--- start ---

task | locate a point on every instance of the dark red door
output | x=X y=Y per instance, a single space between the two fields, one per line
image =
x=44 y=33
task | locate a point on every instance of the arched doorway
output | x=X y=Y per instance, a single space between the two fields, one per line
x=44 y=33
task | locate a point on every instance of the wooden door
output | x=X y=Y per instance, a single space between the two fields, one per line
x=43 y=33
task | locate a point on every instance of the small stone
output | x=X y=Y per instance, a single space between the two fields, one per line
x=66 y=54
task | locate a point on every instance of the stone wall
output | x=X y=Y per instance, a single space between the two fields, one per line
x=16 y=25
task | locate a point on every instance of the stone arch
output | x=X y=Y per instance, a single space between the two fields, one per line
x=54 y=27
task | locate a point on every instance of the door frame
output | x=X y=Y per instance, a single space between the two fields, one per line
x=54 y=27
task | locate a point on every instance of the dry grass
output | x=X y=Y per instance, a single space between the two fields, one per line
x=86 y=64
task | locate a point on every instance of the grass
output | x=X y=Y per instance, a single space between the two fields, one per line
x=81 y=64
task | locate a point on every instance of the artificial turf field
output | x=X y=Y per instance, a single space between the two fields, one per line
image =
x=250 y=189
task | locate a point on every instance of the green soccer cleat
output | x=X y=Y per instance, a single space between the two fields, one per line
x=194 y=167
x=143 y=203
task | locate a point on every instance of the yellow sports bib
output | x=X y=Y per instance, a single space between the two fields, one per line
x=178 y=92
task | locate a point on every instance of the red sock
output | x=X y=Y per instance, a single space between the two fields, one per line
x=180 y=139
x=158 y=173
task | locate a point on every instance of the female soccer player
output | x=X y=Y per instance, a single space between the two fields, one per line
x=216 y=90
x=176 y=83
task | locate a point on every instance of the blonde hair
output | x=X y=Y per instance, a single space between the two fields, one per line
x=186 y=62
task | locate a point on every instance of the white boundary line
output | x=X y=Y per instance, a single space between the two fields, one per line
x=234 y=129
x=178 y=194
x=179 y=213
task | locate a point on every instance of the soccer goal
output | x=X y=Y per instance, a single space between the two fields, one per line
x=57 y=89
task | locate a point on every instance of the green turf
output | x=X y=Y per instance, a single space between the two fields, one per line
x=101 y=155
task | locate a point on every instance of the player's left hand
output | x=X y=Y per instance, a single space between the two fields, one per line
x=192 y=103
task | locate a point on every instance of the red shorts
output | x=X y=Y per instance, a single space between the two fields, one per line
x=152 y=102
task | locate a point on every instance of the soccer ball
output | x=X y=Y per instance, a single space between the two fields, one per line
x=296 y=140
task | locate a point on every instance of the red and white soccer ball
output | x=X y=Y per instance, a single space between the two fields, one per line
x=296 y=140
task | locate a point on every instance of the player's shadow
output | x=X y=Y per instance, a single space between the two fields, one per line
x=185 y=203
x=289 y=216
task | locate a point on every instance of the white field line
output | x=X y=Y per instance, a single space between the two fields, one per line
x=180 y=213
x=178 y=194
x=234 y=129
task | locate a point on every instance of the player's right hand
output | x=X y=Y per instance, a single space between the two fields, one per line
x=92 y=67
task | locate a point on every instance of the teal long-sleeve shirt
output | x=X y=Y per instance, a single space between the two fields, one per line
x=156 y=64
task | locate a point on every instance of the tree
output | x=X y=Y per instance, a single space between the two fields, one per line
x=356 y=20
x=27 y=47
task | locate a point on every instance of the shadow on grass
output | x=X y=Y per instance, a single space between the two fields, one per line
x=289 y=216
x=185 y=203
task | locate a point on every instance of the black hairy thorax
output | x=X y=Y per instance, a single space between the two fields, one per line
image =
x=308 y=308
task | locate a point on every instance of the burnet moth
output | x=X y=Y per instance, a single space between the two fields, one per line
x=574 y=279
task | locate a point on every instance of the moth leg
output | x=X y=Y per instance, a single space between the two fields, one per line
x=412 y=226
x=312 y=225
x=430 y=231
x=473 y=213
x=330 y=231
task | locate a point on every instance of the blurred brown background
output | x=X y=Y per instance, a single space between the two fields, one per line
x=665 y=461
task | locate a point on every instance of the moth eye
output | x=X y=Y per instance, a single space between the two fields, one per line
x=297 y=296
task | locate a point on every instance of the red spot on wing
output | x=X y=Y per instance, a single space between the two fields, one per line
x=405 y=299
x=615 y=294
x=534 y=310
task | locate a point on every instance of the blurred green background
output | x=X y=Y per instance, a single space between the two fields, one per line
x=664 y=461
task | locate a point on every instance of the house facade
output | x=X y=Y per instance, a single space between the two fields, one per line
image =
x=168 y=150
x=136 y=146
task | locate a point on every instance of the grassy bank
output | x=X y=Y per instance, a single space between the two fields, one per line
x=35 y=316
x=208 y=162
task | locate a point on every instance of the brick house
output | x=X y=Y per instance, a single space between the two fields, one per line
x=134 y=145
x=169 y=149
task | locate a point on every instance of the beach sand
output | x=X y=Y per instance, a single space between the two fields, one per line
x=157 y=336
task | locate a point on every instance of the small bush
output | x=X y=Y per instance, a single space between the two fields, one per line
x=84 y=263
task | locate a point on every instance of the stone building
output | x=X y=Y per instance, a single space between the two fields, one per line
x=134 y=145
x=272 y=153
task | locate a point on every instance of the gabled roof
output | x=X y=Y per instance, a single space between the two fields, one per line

--- end ---

TASK STATEMENT
Please copy the stretch from the line containing "task | locate a point on every instance of the brick" through the line containing "x=272 y=153", both ends included, without changing a single character.

WORKED ANSWER
task | locate a point on every instance of the brick house
output | x=X y=Y per instance, a single space between the two fields, one per line
x=134 y=145
x=169 y=149
task | locate a point on every instance of the beach sand
output | x=X y=Y per instance, a single space between the two fields, one per line
x=157 y=336
task | locate a point on every instance of the small bush
output | x=X y=Y per instance, a single space between the two fields, one per line
x=84 y=263
task | locate a point on every instance of the stone building
output | x=X y=Y per instance, a single space between the two fields, one per line
x=134 y=145
x=272 y=153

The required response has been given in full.